◆ **SELECTION**:
--- Start ---

The way I am used to seeing this "co-vector" defined is like so:

Suppose $v = \sum\limits_j v_je_j$, where $\{e_j\}$ is a basis (perhaps the standard basis, perhaps not). We define:

$\pi_i(v) = v_i$

(Note we have as many $\pi$-functions, as we have coordinates).

Thus $\pi_i: V \to F$, since $v$ is a vector, and $v_i$ is a scalar.

For EACH $i$, we have $\pi_i$ is linear: suppose $u = \sum\limits_j u_je_j$ and $v = \sum\limits_j v_je_j$.

Then $u+v = \sum\limits_j (u_j+v_j)e_j$ because for any vector $v$, and any two scalars $a,b$ we have:

$(a+b)v = av + bv$ (this is one of the axioms that define a vector space).

In particular, this is true for each of the basis vectors $e_j$.

So $\pi_i(u+v) = u_i+v_i = \pi_i(u) + \pi_i(v)$.

We also have, for any $a \in F$, that $a\left(\sum\limits_j v_je_j\right) = \sum\limits_j (av_j)e_j$, since for any two vectors $u,v$, and any scalar $a$ we have:

$a(u+v) = au + av$ (this is another vector space axiom), so we can distribute the $a$ over the linear combination of basis vectors.

So $\pi_i(av) = av_i = a(\pi_i(v))$, and we have a linear function.

Note that Winitzki is just naming the function by its image, something that is often done with functions (we often talk about "the function $x^2$" when what we really MEAN is "the squaring function"). What he really means is the function:

$v \mapsto v_i$ (function that returns the $i$-th coordinate of $v$ in some basis).

--- End ---

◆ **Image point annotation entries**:
--- Start ---

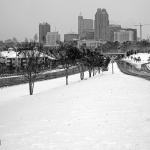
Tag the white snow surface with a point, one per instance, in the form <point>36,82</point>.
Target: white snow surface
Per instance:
<point>105,112</point>
<point>144,59</point>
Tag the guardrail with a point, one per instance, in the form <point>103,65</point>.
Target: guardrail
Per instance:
<point>130,69</point>
<point>21,79</point>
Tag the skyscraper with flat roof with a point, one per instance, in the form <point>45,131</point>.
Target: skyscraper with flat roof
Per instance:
<point>85,27</point>
<point>43,29</point>
<point>101,25</point>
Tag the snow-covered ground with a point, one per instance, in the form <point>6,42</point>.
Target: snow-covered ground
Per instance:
<point>144,59</point>
<point>106,112</point>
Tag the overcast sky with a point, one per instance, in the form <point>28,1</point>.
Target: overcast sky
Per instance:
<point>20,18</point>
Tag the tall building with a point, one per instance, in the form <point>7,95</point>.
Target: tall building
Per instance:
<point>85,27</point>
<point>112,29</point>
<point>123,36</point>
<point>43,29</point>
<point>52,38</point>
<point>101,25</point>
<point>70,37</point>
<point>134,33</point>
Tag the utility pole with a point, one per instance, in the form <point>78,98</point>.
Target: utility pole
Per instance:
<point>112,62</point>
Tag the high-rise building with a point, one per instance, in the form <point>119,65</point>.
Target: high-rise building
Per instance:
<point>70,37</point>
<point>52,38</point>
<point>101,25</point>
<point>123,36</point>
<point>85,26</point>
<point>43,29</point>
<point>112,29</point>
<point>134,33</point>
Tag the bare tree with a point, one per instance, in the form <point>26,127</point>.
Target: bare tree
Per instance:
<point>32,68</point>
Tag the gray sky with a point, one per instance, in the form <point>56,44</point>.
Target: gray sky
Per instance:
<point>20,18</point>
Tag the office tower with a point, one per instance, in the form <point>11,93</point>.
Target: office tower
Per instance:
<point>123,36</point>
<point>134,33</point>
<point>85,27</point>
<point>52,38</point>
<point>112,29</point>
<point>70,37</point>
<point>43,29</point>
<point>101,25</point>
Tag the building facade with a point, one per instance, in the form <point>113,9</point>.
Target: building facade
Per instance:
<point>112,29</point>
<point>70,37</point>
<point>52,38</point>
<point>123,36</point>
<point>85,26</point>
<point>43,29</point>
<point>101,25</point>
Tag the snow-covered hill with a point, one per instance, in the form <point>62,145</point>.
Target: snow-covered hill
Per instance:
<point>106,112</point>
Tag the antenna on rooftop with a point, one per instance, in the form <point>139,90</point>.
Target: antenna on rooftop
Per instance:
<point>80,14</point>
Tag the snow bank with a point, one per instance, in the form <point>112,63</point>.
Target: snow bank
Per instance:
<point>106,112</point>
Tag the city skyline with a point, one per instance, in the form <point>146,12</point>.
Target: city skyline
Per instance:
<point>20,18</point>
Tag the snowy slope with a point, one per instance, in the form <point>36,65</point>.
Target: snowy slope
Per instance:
<point>144,59</point>
<point>106,112</point>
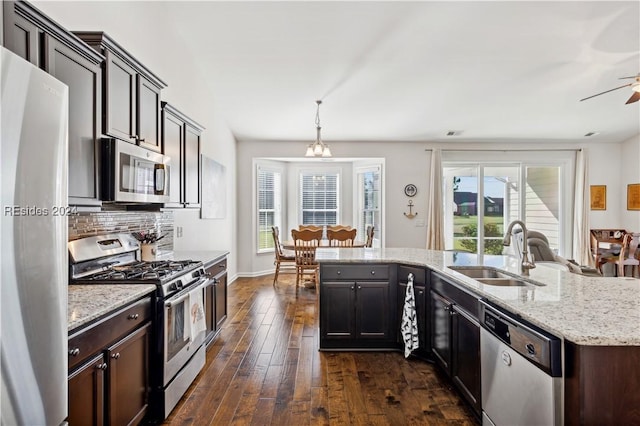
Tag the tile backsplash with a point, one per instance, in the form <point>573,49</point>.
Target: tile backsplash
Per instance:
<point>108,222</point>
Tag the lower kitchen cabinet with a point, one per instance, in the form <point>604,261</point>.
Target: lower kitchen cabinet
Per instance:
<point>357,306</point>
<point>109,368</point>
<point>216,298</point>
<point>455,337</point>
<point>420,294</point>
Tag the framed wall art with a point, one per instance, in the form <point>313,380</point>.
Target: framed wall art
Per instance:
<point>633,196</point>
<point>598,196</point>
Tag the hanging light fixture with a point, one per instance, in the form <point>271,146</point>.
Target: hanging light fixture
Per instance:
<point>318,148</point>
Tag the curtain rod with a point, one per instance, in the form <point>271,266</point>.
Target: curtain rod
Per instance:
<point>509,150</point>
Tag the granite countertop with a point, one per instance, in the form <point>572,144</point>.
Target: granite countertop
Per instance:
<point>204,256</point>
<point>88,302</point>
<point>596,311</point>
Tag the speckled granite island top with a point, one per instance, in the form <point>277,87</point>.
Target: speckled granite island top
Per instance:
<point>88,302</point>
<point>594,311</point>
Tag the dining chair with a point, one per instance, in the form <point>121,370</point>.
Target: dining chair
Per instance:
<point>283,257</point>
<point>369,241</point>
<point>627,255</point>
<point>341,237</point>
<point>305,244</point>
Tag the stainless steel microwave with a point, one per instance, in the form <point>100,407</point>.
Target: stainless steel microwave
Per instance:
<point>132,174</point>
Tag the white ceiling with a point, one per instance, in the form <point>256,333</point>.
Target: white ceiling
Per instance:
<point>411,71</point>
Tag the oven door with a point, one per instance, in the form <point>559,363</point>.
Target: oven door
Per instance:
<point>183,330</point>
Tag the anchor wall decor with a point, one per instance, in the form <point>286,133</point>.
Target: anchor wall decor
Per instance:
<point>411,215</point>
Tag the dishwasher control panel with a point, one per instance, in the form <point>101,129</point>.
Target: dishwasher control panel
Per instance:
<point>536,345</point>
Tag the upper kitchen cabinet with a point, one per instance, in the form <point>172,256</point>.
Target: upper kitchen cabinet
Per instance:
<point>181,143</point>
<point>38,39</point>
<point>131,94</point>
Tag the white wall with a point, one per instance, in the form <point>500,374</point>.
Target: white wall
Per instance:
<point>168,58</point>
<point>630,173</point>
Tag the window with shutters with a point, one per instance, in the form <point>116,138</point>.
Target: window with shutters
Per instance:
<point>368,193</point>
<point>269,192</point>
<point>319,197</point>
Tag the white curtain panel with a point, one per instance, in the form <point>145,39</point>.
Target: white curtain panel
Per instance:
<point>435,227</point>
<point>581,237</point>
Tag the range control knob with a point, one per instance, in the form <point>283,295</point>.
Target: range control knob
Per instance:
<point>531,350</point>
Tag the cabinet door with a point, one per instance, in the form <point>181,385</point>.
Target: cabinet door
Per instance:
<point>337,305</point>
<point>210,310</point>
<point>441,330</point>
<point>173,142</point>
<point>192,167</point>
<point>128,378</point>
<point>20,35</point>
<point>148,114</point>
<point>465,363</point>
<point>120,103</point>
<point>83,79</point>
<point>87,393</point>
<point>373,297</point>
<point>221,300</point>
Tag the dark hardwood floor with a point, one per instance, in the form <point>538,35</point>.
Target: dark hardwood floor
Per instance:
<point>264,368</point>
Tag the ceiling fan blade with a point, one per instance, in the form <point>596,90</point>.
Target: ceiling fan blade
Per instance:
<point>634,98</point>
<point>606,91</point>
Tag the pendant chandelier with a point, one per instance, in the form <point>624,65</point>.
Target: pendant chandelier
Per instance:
<point>318,148</point>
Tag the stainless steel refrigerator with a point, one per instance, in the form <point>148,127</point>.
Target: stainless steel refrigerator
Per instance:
<point>33,234</point>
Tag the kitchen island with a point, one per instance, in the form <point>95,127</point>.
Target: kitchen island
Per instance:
<point>597,318</point>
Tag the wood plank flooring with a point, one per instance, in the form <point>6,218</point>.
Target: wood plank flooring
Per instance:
<point>264,368</point>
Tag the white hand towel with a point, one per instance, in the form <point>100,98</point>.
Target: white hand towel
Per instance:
<point>196,313</point>
<point>409,327</point>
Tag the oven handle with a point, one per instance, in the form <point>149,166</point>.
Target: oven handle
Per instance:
<point>184,293</point>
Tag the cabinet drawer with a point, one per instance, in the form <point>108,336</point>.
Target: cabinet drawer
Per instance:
<point>463,299</point>
<point>419,274</point>
<point>88,341</point>
<point>354,272</point>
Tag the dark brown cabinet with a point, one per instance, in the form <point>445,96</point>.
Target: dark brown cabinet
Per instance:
<point>41,41</point>
<point>131,94</point>
<point>357,306</point>
<point>181,143</point>
<point>109,368</point>
<point>215,304</point>
<point>420,294</point>
<point>455,336</point>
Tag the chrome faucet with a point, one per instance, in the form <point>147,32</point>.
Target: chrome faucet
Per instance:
<point>525,264</point>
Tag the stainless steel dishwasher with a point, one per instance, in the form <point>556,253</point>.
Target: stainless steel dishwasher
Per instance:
<point>521,368</point>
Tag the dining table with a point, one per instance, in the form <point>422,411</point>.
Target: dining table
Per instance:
<point>290,244</point>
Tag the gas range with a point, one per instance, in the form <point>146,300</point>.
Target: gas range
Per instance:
<point>113,259</point>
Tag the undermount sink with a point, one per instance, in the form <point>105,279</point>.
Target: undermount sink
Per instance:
<point>504,282</point>
<point>492,276</point>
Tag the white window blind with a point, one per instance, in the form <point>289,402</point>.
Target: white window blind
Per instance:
<point>269,191</point>
<point>368,193</point>
<point>319,198</point>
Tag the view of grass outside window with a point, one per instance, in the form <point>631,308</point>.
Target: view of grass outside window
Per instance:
<point>481,200</point>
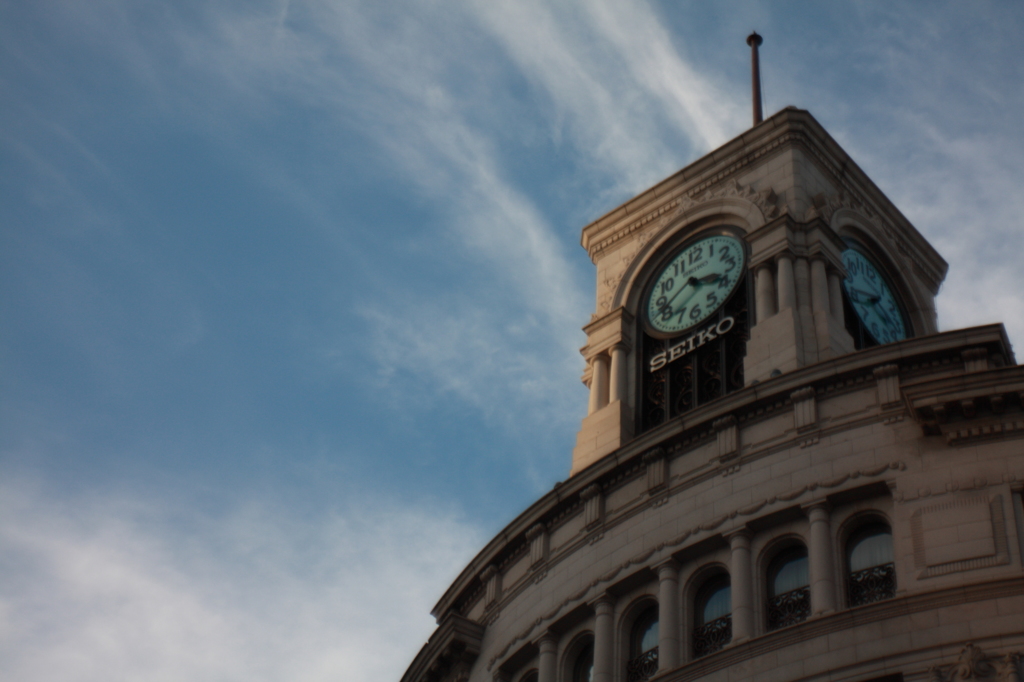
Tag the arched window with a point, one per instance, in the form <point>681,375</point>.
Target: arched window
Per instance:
<point>713,615</point>
<point>788,596</point>
<point>870,571</point>
<point>643,647</point>
<point>583,670</point>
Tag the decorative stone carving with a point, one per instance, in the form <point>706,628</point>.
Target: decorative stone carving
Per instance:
<point>805,413</point>
<point>766,200</point>
<point>887,380</point>
<point>615,272</point>
<point>492,579</point>
<point>538,538</point>
<point>593,512</point>
<point>657,466</point>
<point>936,530</point>
<point>824,207</point>
<point>975,359</point>
<point>974,664</point>
<point>728,437</point>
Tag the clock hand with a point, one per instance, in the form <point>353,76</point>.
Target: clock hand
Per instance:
<point>870,298</point>
<point>696,284</point>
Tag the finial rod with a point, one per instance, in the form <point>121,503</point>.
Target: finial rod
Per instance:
<point>754,40</point>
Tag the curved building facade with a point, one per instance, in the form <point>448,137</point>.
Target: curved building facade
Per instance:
<point>785,473</point>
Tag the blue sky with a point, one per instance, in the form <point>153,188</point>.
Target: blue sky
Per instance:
<point>291,292</point>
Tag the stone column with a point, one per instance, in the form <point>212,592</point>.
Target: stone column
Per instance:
<point>616,387</point>
<point>819,287</point>
<point>819,559</point>
<point>547,667</point>
<point>598,383</point>
<point>802,275</point>
<point>741,586</point>
<point>765,292</point>
<point>604,639</point>
<point>668,615</point>
<point>786,283</point>
<point>836,296</point>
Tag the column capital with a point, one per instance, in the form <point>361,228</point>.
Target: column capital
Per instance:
<point>667,569</point>
<point>816,506</point>
<point>548,641</point>
<point>603,603</point>
<point>738,537</point>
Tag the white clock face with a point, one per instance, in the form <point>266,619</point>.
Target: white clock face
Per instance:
<point>695,284</point>
<point>871,298</point>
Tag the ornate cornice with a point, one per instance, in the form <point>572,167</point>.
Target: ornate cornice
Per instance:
<point>600,584</point>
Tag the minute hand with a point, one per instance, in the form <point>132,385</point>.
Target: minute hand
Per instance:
<point>696,284</point>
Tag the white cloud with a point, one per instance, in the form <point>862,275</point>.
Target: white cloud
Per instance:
<point>130,589</point>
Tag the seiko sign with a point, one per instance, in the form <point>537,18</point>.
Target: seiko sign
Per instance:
<point>687,345</point>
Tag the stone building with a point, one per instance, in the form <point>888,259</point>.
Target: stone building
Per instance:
<point>786,471</point>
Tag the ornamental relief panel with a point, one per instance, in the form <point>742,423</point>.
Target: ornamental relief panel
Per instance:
<point>974,664</point>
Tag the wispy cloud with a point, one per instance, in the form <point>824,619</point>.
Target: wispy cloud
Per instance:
<point>150,590</point>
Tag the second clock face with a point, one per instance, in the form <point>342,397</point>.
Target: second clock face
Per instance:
<point>694,284</point>
<point>871,298</point>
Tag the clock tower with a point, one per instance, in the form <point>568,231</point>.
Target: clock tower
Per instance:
<point>786,471</point>
<point>772,253</point>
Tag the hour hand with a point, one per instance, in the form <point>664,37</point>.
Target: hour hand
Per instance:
<point>871,298</point>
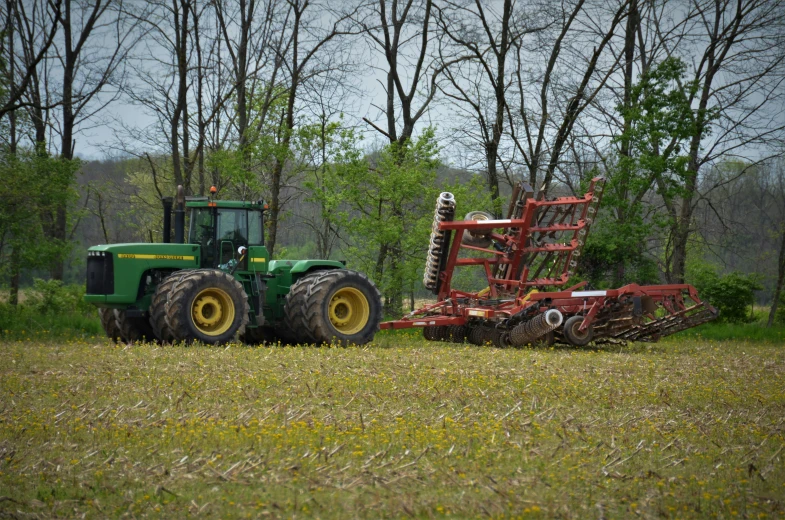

--- End ---

◆ **OBJECTIVE A**: Copy the co-vector explanation above the data, from "We also have, for" up to and including "of basis vectors.".
◆ **OBJECTIVE B**: Can you carry on the co-vector explanation above the data, starting right after its last sentence?

◆ **EXPECTED OUTPUT A**:
We also have, for any $a \in F$, that $a\left(\sum\limits_j v_je_j\right) = \sum\limits_j (av_j)e_j$, since for any two vectors $u,v$, and any scalar $a$ we have:

$a(u+v) = au + av$ (this is another vector space axiom), so we can distribute the $a$ over the linear combination of basis vectors.

◆ **EXPECTED OUTPUT B**:
It is also important to note here that the function(s) we have defined here *depend on a choice of basis*, because the CO-ORDINATES of a vector depend on the basis used.

Put another way, the choice of a basis $\{e_j\}$ creates an isomorphism $\phi:V \to F^{\dim(V)}$, the $\dim(V)$-fold direct sum of $F$. Explicitly, this isomorphism is:

$\phi(v_1e_1 + \cdots + v_ne_n) = (v_1,\dots,v_n)$.

GIVEN the basis $\{e_j\}$ we can specify a *dual basis* $\{\epsilon_i\}$ by:

$\epsilon_i(e_j) = \delta_{ij}$ (this is 1 if $i = j$, and 0 otherwise). It is not hard to see that $\epsilon_i = \pi_i$, for each $i$, by examining $\pi_i(e_j)$ and extending by linearity.

I have tried to illustrate what is happening here by using "different letters" for the $i$-th coordinate function, and the $i$-th coordinate.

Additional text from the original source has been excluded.